** START OF RECORDS PROVIDED **
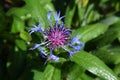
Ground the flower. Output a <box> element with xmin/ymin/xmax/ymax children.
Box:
<box><xmin>29</xmin><ymin>11</ymin><xmax>84</xmax><ymax>62</ymax></box>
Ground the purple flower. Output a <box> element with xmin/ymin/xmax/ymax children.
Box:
<box><xmin>29</xmin><ymin>11</ymin><xmax>84</xmax><ymax>62</ymax></box>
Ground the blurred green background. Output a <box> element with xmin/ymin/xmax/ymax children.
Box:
<box><xmin>0</xmin><ymin>0</ymin><xmax>120</xmax><ymax>80</ymax></box>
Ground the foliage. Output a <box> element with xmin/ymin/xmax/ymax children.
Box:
<box><xmin>0</xmin><ymin>0</ymin><xmax>120</xmax><ymax>80</ymax></box>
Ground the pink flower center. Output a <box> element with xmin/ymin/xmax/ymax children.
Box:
<box><xmin>48</xmin><ymin>29</ymin><xmax>68</xmax><ymax>47</ymax></box>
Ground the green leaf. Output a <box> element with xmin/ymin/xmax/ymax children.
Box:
<box><xmin>42</xmin><ymin>64</ymin><xmax>61</xmax><ymax>80</ymax></box>
<box><xmin>100</xmin><ymin>16</ymin><xmax>119</xmax><ymax>26</ymax></box>
<box><xmin>65</xmin><ymin>1</ymin><xmax>76</xmax><ymax>28</ymax></box>
<box><xmin>15</xmin><ymin>39</ymin><xmax>27</xmax><ymax>51</ymax></box>
<box><xmin>20</xmin><ymin>31</ymin><xmax>31</xmax><ymax>41</ymax></box>
<box><xmin>11</xmin><ymin>17</ymin><xmax>24</xmax><ymax>33</ymax></box>
<box><xmin>71</xmin><ymin>51</ymin><xmax>118</xmax><ymax>80</ymax></box>
<box><xmin>72</xmin><ymin>23</ymin><xmax>108</xmax><ymax>42</ymax></box>
<box><xmin>95</xmin><ymin>21</ymin><xmax>120</xmax><ymax>47</ymax></box>
<box><xmin>93</xmin><ymin>45</ymin><xmax>120</xmax><ymax>64</ymax></box>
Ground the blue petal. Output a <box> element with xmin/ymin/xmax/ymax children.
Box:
<box><xmin>29</xmin><ymin>23</ymin><xmax>43</xmax><ymax>34</ymax></box>
<box><xmin>50</xmin><ymin>50</ymin><xmax>59</xmax><ymax>62</ymax></box>
<box><xmin>29</xmin><ymin>43</ymin><xmax>40</xmax><ymax>50</ymax></box>
<box><xmin>72</xmin><ymin>35</ymin><xmax>80</xmax><ymax>44</ymax></box>
<box><xmin>47</xmin><ymin>11</ymin><xmax>52</xmax><ymax>22</ymax></box>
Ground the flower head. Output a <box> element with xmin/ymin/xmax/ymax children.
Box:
<box><xmin>29</xmin><ymin>11</ymin><xmax>84</xmax><ymax>62</ymax></box>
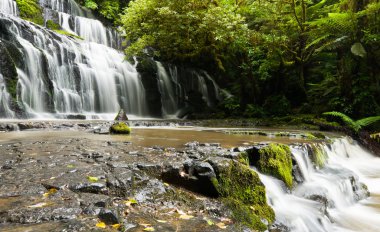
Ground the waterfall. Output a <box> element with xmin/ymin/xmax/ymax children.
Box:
<box><xmin>0</xmin><ymin>0</ymin><xmax>219</xmax><ymax>119</ymax></box>
<box><xmin>0</xmin><ymin>10</ymin><xmax>146</xmax><ymax>117</ymax></box>
<box><xmin>0</xmin><ymin>74</ymin><xmax>15</xmax><ymax>118</ymax></box>
<box><xmin>156</xmin><ymin>62</ymin><xmax>180</xmax><ymax>117</ymax></box>
<box><xmin>42</xmin><ymin>0</ymin><xmax>121</xmax><ymax>49</ymax></box>
<box><xmin>259</xmin><ymin>138</ymin><xmax>380</xmax><ymax>232</ymax></box>
<box><xmin>0</xmin><ymin>0</ymin><xmax>18</xmax><ymax>16</ymax></box>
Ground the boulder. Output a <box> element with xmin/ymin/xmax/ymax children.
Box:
<box><xmin>114</xmin><ymin>109</ymin><xmax>128</xmax><ymax>121</ymax></box>
<box><xmin>110</xmin><ymin>122</ymin><xmax>131</xmax><ymax>135</ymax></box>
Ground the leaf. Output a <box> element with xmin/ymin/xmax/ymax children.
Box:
<box><xmin>179</xmin><ymin>214</ymin><xmax>194</xmax><ymax>220</ymax></box>
<box><xmin>96</xmin><ymin>221</ymin><xmax>106</xmax><ymax>229</ymax></box>
<box><xmin>124</xmin><ymin>198</ymin><xmax>138</xmax><ymax>207</ymax></box>
<box><xmin>144</xmin><ymin>227</ymin><xmax>155</xmax><ymax>231</ymax></box>
<box><xmin>216</xmin><ymin>222</ymin><xmax>227</xmax><ymax>229</ymax></box>
<box><xmin>87</xmin><ymin>176</ymin><xmax>99</xmax><ymax>182</ymax></box>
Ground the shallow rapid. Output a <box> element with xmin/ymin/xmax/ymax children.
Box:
<box><xmin>260</xmin><ymin>138</ymin><xmax>380</xmax><ymax>232</ymax></box>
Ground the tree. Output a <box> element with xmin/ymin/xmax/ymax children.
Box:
<box><xmin>121</xmin><ymin>0</ymin><xmax>249</xmax><ymax>69</ymax></box>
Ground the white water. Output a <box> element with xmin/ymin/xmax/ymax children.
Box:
<box><xmin>259</xmin><ymin>138</ymin><xmax>380</xmax><ymax>232</ymax></box>
<box><xmin>0</xmin><ymin>0</ymin><xmax>146</xmax><ymax>118</ymax></box>
<box><xmin>43</xmin><ymin>0</ymin><xmax>121</xmax><ymax>49</ymax></box>
<box><xmin>0</xmin><ymin>0</ymin><xmax>18</xmax><ymax>16</ymax></box>
<box><xmin>0</xmin><ymin>0</ymin><xmax>219</xmax><ymax>119</ymax></box>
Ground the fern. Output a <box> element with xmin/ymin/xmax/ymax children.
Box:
<box><xmin>323</xmin><ymin>111</ymin><xmax>361</xmax><ymax>132</ymax></box>
<box><xmin>323</xmin><ymin>111</ymin><xmax>380</xmax><ymax>133</ymax></box>
<box><xmin>356</xmin><ymin>116</ymin><xmax>380</xmax><ymax>127</ymax></box>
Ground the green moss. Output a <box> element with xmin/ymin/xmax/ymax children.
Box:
<box><xmin>257</xmin><ymin>143</ymin><xmax>293</xmax><ymax>188</ymax></box>
<box><xmin>46</xmin><ymin>20</ymin><xmax>61</xmax><ymax>30</ymax></box>
<box><xmin>110</xmin><ymin>122</ymin><xmax>131</xmax><ymax>134</ymax></box>
<box><xmin>213</xmin><ymin>161</ymin><xmax>274</xmax><ymax>231</ymax></box>
<box><xmin>16</xmin><ymin>0</ymin><xmax>44</xmax><ymax>25</ymax></box>
<box><xmin>237</xmin><ymin>151</ymin><xmax>249</xmax><ymax>166</ymax></box>
<box><xmin>311</xmin><ymin>144</ymin><xmax>327</xmax><ymax>168</ymax></box>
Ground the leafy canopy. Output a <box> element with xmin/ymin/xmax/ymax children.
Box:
<box><xmin>121</xmin><ymin>0</ymin><xmax>249</xmax><ymax>67</ymax></box>
<box><xmin>323</xmin><ymin>111</ymin><xmax>380</xmax><ymax>133</ymax></box>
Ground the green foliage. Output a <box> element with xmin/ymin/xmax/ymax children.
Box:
<box><xmin>121</xmin><ymin>0</ymin><xmax>249</xmax><ymax>69</ymax></box>
<box><xmin>264</xmin><ymin>95</ymin><xmax>291</xmax><ymax>116</ymax></box>
<box><xmin>257</xmin><ymin>143</ymin><xmax>293</xmax><ymax>188</ymax></box>
<box><xmin>214</xmin><ymin>161</ymin><xmax>274</xmax><ymax>231</ymax></box>
<box><xmin>310</xmin><ymin>144</ymin><xmax>327</xmax><ymax>168</ymax></box>
<box><xmin>16</xmin><ymin>0</ymin><xmax>44</xmax><ymax>25</ymax></box>
<box><xmin>323</xmin><ymin>111</ymin><xmax>380</xmax><ymax>133</ymax></box>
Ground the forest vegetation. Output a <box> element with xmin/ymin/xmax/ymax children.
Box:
<box><xmin>17</xmin><ymin>0</ymin><xmax>380</xmax><ymax>119</ymax></box>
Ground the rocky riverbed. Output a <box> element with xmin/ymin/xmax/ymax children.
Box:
<box><xmin>0</xmin><ymin>121</ymin><xmax>362</xmax><ymax>231</ymax></box>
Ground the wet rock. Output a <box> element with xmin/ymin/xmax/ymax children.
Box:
<box><xmin>69</xmin><ymin>183</ymin><xmax>108</xmax><ymax>194</ymax></box>
<box><xmin>114</xmin><ymin>109</ymin><xmax>128</xmax><ymax>121</ymax></box>
<box><xmin>109</xmin><ymin>122</ymin><xmax>131</xmax><ymax>135</ymax></box>
<box><xmin>98</xmin><ymin>209</ymin><xmax>119</xmax><ymax>225</ymax></box>
<box><xmin>191</xmin><ymin>161</ymin><xmax>215</xmax><ymax>179</ymax></box>
<box><xmin>66</xmin><ymin>114</ymin><xmax>86</xmax><ymax>120</ymax></box>
<box><xmin>161</xmin><ymin>160</ymin><xmax>218</xmax><ymax>197</ymax></box>
<box><xmin>137</xmin><ymin>163</ymin><xmax>162</xmax><ymax>176</ymax></box>
<box><xmin>94</xmin><ymin>127</ymin><xmax>110</xmax><ymax>135</ymax></box>
<box><xmin>269</xmin><ymin>222</ymin><xmax>291</xmax><ymax>232</ymax></box>
<box><xmin>135</xmin><ymin>179</ymin><xmax>166</xmax><ymax>203</ymax></box>
<box><xmin>185</xmin><ymin>141</ymin><xmax>199</xmax><ymax>149</ymax></box>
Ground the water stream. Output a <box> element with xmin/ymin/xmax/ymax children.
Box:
<box><xmin>0</xmin><ymin>0</ymin><xmax>218</xmax><ymax>119</ymax></box>
<box><xmin>260</xmin><ymin>138</ymin><xmax>380</xmax><ymax>232</ymax></box>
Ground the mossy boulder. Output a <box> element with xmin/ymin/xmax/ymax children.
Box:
<box><xmin>213</xmin><ymin>161</ymin><xmax>275</xmax><ymax>231</ymax></box>
<box><xmin>255</xmin><ymin>143</ymin><xmax>293</xmax><ymax>188</ymax></box>
<box><xmin>16</xmin><ymin>0</ymin><xmax>44</xmax><ymax>25</ymax></box>
<box><xmin>110</xmin><ymin>122</ymin><xmax>131</xmax><ymax>135</ymax></box>
<box><xmin>308</xmin><ymin>144</ymin><xmax>327</xmax><ymax>168</ymax></box>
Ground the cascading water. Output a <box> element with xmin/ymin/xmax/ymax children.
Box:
<box><xmin>42</xmin><ymin>0</ymin><xmax>121</xmax><ymax>49</ymax></box>
<box><xmin>0</xmin><ymin>0</ymin><xmax>219</xmax><ymax>119</ymax></box>
<box><xmin>0</xmin><ymin>1</ymin><xmax>146</xmax><ymax>117</ymax></box>
<box><xmin>0</xmin><ymin>0</ymin><xmax>18</xmax><ymax>16</ymax></box>
<box><xmin>259</xmin><ymin>138</ymin><xmax>380</xmax><ymax>232</ymax></box>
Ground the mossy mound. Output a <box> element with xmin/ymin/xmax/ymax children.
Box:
<box><xmin>16</xmin><ymin>0</ymin><xmax>44</xmax><ymax>25</ymax></box>
<box><xmin>257</xmin><ymin>143</ymin><xmax>293</xmax><ymax>188</ymax></box>
<box><xmin>213</xmin><ymin>161</ymin><xmax>275</xmax><ymax>231</ymax></box>
<box><xmin>110</xmin><ymin>122</ymin><xmax>131</xmax><ymax>135</ymax></box>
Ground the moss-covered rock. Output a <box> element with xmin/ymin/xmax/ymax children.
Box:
<box><xmin>16</xmin><ymin>0</ymin><xmax>44</xmax><ymax>25</ymax></box>
<box><xmin>110</xmin><ymin>122</ymin><xmax>131</xmax><ymax>135</ymax></box>
<box><xmin>257</xmin><ymin>143</ymin><xmax>293</xmax><ymax>188</ymax></box>
<box><xmin>213</xmin><ymin>161</ymin><xmax>274</xmax><ymax>231</ymax></box>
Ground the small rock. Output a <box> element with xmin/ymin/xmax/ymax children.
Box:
<box><xmin>98</xmin><ymin>209</ymin><xmax>119</xmax><ymax>225</ymax></box>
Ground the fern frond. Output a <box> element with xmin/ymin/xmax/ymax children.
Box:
<box><xmin>355</xmin><ymin>116</ymin><xmax>380</xmax><ymax>127</ymax></box>
<box><xmin>323</xmin><ymin>111</ymin><xmax>361</xmax><ymax>132</ymax></box>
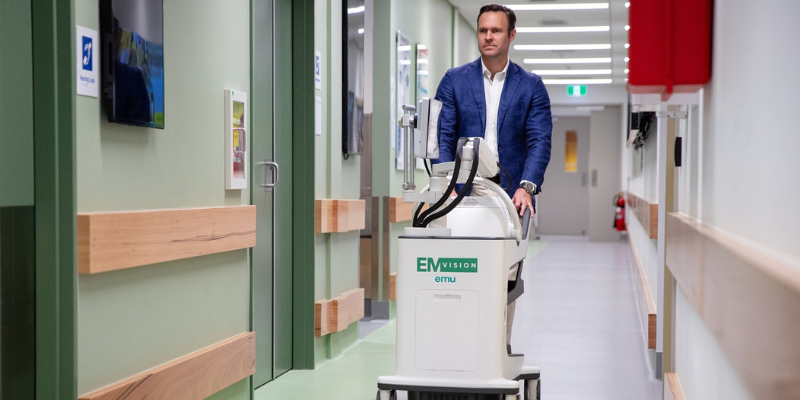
** END OF RECORDS PROVIDED **
## WORK REQUIRED
Collect every line of the records that holds the string "flower".

## REPLY TO THE EXERCISE
Ground the flower. Output a <box> element with xmin/ymin/xmax/ymax children.
Ground the purple flower. Output a <box> element with xmin/ymin/xmax/ymax children.
Ground the pink flower center. Output a <box> element with xmin/ymin/xmax/ymax children.
Ground the flower head. Output a <box> element with xmin/ymin/xmax/ymax children.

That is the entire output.